§ Tasks to carry out:
A – Answer these from the honeybee vaccine announcement:
(i) What share of all foods relies on pollination?
(ii) Who is the CEO of Dalan Animal Health?
(iii) Which disease does the vaccine protect honeybees from?
B – Carry on the honeybee vaccine announcement after its final sentence.

§ Source document:
Study Reveals First-Ever Insect Vaccine for Honeybees is Safe and Effective

ATHENS, Ga.--()--Dalan Animal Health, Inc., a biotech company focused on insect health, today announced the results of the first-ever successful randomized placebo-controlled double-blinded trial study to demonstrate the safety and efficacy of the world's first vaccine for honeybees.

Honeybees are a critical component of agriculture. One-third of all foods rely on pollination, and commercial hives are essential to secure high crop yields. However, honeybees are plagued by diseases worldwide, with previously no safe and sustainable solution for disease prevention.

"This is a big step for sustainable agriculture worldwide," says Annette Kleiser, CEO of Dalan Animal Health. "Honeybees are such an important link in our food supply chain, But the industry is at a breaking point. It lacked all the modern animal care and welfare tools available to other agriculture sectors. We are proud that we opened the door to this new animal health sector."

Dalan Animal Health and the research team at Karl-Franzens University in Graz, Austria, have built upon decades of research to create the first honeybee vaccine. The vaccine protects honeybees from American Foulbrood through transgenerational immune priming, where the maternal organism can transfer immunity to a pathogen onto the next generation.

§ Source information:

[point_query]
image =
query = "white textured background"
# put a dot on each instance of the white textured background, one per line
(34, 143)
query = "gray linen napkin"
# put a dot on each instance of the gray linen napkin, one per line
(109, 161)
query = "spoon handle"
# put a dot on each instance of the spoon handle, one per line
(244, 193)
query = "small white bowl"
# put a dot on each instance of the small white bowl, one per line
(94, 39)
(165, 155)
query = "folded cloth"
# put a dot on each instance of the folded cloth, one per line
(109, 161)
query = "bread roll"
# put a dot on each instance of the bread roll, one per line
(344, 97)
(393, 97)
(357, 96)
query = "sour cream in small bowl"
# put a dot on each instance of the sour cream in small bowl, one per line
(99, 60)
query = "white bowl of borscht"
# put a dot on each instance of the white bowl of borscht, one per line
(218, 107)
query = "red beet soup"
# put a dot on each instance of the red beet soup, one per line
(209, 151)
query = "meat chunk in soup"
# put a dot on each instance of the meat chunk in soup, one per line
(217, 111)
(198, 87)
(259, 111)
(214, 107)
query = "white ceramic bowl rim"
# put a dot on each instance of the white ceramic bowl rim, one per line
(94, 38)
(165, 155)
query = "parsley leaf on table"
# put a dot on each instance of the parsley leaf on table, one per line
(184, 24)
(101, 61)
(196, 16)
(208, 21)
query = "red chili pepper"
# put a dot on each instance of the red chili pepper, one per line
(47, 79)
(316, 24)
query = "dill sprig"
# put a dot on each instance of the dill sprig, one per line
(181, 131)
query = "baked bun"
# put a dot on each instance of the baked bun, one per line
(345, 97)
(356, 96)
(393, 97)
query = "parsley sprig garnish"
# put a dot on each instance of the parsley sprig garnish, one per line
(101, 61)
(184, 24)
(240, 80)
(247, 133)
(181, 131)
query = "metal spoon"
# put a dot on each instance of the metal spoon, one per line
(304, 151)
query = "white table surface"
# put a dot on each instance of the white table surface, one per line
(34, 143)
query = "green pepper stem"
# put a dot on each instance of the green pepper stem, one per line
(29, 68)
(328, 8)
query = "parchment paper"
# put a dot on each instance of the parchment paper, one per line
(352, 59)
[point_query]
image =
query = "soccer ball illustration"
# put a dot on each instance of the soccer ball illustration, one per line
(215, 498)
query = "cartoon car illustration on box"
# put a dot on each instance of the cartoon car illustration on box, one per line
...
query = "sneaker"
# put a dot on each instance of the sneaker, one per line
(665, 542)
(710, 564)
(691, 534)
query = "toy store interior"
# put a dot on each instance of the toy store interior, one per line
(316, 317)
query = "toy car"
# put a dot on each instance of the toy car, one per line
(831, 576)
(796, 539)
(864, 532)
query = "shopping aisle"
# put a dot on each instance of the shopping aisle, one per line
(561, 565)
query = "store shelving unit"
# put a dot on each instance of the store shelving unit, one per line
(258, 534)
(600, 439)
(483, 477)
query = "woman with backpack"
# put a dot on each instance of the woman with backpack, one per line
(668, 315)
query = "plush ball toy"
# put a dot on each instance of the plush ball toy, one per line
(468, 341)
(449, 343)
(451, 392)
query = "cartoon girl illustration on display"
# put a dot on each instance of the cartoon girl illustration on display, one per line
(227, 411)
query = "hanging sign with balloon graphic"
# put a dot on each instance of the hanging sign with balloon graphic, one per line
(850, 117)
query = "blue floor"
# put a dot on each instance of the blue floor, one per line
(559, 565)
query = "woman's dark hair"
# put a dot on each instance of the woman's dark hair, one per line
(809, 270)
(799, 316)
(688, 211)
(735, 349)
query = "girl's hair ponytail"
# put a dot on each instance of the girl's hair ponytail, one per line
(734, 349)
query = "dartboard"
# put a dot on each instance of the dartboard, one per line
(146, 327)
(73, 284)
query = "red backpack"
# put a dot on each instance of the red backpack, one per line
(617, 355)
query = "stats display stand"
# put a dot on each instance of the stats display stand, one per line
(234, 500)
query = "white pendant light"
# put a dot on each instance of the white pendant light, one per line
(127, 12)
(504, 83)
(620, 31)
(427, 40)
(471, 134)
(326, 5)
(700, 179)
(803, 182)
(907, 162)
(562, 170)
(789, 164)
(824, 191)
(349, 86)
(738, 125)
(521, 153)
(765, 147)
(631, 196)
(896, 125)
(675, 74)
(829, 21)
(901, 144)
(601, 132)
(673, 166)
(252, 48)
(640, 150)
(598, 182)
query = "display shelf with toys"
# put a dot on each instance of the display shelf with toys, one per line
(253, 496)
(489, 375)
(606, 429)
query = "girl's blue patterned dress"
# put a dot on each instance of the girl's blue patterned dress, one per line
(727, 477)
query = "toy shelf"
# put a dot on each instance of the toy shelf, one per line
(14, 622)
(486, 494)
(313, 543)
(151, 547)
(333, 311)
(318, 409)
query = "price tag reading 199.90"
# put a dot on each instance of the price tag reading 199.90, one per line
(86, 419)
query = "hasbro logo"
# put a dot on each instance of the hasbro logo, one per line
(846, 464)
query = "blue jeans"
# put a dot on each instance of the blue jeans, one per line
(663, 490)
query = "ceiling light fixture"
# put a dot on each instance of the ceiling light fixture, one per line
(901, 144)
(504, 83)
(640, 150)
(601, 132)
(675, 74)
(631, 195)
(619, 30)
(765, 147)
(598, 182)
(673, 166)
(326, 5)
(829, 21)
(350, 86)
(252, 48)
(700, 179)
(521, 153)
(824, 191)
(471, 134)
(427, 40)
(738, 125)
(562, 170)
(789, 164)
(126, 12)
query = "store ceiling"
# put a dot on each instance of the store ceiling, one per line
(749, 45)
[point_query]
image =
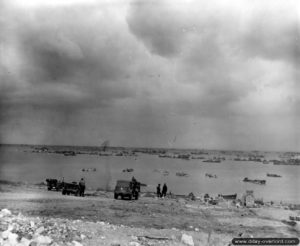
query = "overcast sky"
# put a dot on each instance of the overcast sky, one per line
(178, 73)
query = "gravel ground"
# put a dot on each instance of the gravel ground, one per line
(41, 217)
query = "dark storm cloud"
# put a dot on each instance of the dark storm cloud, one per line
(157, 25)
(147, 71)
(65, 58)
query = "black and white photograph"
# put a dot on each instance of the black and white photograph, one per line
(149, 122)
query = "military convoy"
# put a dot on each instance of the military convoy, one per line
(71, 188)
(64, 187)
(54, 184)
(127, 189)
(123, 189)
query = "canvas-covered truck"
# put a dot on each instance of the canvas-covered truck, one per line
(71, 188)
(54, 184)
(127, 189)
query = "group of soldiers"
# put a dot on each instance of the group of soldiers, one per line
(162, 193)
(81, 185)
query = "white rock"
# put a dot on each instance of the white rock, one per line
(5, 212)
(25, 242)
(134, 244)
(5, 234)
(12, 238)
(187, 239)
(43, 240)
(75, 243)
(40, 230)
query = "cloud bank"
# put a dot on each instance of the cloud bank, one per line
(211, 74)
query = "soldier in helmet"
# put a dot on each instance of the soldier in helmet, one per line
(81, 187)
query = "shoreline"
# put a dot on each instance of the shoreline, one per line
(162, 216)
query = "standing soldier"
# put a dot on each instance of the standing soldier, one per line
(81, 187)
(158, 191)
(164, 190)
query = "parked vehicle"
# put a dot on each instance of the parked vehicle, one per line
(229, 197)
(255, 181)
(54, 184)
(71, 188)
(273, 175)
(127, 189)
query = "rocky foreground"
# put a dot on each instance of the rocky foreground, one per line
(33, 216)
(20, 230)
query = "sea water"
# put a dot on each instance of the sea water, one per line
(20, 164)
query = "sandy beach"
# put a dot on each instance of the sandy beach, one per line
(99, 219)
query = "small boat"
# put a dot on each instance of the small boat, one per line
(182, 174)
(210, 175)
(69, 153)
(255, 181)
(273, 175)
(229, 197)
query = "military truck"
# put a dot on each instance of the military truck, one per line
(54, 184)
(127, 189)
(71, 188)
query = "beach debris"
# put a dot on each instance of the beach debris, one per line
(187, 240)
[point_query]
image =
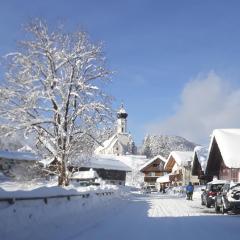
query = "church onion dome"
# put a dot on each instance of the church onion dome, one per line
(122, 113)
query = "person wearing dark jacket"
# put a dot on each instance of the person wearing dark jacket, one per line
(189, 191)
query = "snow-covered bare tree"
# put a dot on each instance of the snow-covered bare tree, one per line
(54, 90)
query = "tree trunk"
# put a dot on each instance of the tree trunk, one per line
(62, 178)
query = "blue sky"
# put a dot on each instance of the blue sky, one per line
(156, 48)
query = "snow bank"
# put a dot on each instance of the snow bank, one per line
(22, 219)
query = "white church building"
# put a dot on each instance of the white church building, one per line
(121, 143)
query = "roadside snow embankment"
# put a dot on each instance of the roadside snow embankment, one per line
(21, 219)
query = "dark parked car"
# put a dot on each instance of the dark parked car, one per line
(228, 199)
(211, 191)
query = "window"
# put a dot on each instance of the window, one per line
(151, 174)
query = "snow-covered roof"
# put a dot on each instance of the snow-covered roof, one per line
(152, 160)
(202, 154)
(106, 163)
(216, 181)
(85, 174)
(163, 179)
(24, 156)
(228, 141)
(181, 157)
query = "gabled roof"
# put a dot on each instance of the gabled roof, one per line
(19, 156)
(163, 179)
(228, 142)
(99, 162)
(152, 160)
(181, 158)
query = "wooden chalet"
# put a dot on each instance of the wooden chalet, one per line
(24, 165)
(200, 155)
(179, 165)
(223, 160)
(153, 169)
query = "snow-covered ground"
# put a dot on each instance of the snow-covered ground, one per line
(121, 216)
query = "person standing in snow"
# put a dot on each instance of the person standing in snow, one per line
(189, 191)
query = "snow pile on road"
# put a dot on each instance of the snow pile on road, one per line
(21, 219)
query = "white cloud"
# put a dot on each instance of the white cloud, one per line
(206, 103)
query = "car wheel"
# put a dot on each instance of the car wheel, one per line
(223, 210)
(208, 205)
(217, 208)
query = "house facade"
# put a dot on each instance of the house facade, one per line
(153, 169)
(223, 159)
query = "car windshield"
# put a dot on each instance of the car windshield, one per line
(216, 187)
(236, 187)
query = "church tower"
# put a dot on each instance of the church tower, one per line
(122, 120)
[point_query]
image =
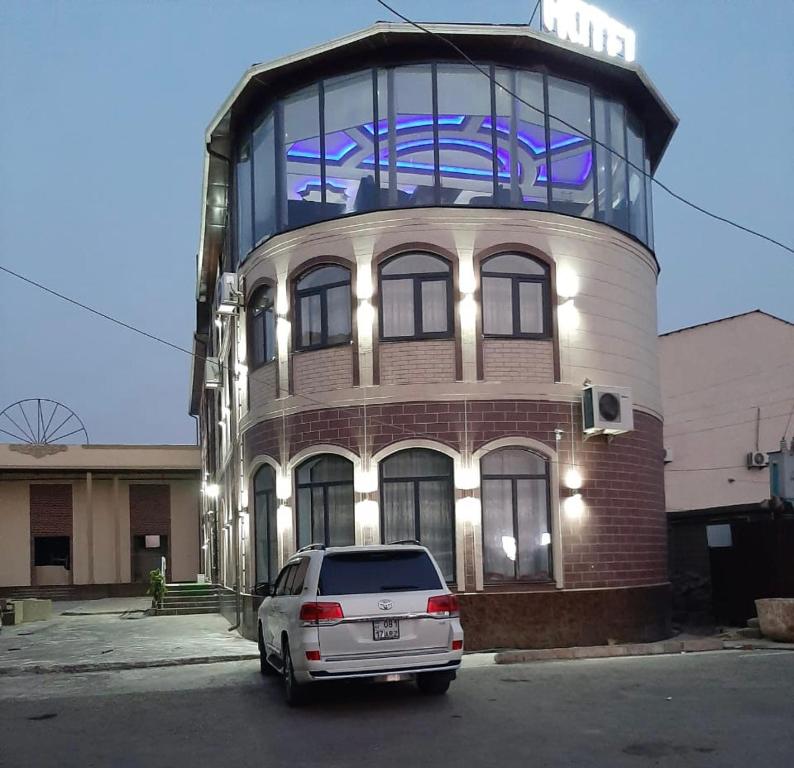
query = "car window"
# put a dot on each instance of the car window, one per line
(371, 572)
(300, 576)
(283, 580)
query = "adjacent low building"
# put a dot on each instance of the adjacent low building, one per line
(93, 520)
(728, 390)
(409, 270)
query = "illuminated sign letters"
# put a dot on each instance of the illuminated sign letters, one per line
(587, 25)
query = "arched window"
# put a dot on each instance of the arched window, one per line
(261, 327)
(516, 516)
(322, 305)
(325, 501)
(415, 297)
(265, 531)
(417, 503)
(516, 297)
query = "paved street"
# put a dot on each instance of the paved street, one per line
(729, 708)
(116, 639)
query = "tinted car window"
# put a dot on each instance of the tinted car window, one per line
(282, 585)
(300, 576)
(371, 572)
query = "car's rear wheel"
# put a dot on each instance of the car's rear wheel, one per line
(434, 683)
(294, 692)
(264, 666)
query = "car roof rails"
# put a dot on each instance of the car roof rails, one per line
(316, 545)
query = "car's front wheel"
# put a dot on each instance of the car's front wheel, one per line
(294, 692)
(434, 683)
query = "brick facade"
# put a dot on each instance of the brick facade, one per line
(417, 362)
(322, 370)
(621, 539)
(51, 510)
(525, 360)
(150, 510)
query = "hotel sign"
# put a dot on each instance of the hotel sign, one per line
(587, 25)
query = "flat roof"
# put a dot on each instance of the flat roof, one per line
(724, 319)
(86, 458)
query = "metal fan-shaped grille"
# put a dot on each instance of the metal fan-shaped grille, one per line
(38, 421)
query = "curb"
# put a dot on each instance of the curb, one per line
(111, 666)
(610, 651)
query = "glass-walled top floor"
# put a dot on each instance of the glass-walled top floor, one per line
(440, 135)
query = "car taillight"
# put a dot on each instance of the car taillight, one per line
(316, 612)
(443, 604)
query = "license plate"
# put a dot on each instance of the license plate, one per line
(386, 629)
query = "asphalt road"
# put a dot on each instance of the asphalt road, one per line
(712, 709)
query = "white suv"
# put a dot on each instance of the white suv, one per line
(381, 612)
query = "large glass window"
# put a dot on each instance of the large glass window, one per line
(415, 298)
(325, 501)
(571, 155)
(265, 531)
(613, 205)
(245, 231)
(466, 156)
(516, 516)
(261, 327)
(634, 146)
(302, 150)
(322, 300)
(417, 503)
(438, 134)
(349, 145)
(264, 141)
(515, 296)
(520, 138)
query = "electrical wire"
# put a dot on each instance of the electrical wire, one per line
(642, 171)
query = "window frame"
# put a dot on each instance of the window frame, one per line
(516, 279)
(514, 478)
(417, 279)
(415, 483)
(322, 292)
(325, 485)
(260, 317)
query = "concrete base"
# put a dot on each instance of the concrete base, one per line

§ Your written answers:
A –
(i) One-third
(ii) Annette Kleiser
(iii) American Foulbrood

B –
The study, published in Frontiers of Veterinary Research, followed a trial design commonly used in animal vaccine efficacy trials to demonstrate lab safety and efficacy using a heterologous challenge strain. Queen honeybees at two different sites were vaccinated with a placebo or the bacterin, randomized, and placed into their hive to begin laying eggs. Since hives cannot be infected in the wild due to the lethal and highly contagious nature of the disease, the resulting larvae form vaccinated, and placebo hives were brought to the lab and exposed to highly infectious spores of American Foulbrood for multiple days, then survival was assessed. The researchers observed a significant increase in disease resistance in the offspring of vaccinated queens in this laboratory setup. To read more about the study and its results, please visit: https://www.frontiersin.org/articles/10.3389/fvets.2022.946237/full.

Results of the study indicate that insect TGIP can greatly enhance colony health, protect commercial pollinators from deadly diseases, and reduce high financial and material losses to beekeepers with no adverse effect on the health of the queen bee. The data also presents broader implications for managing several diseases for organisms with the same immune mechanisms, such as mealworms and shrimp.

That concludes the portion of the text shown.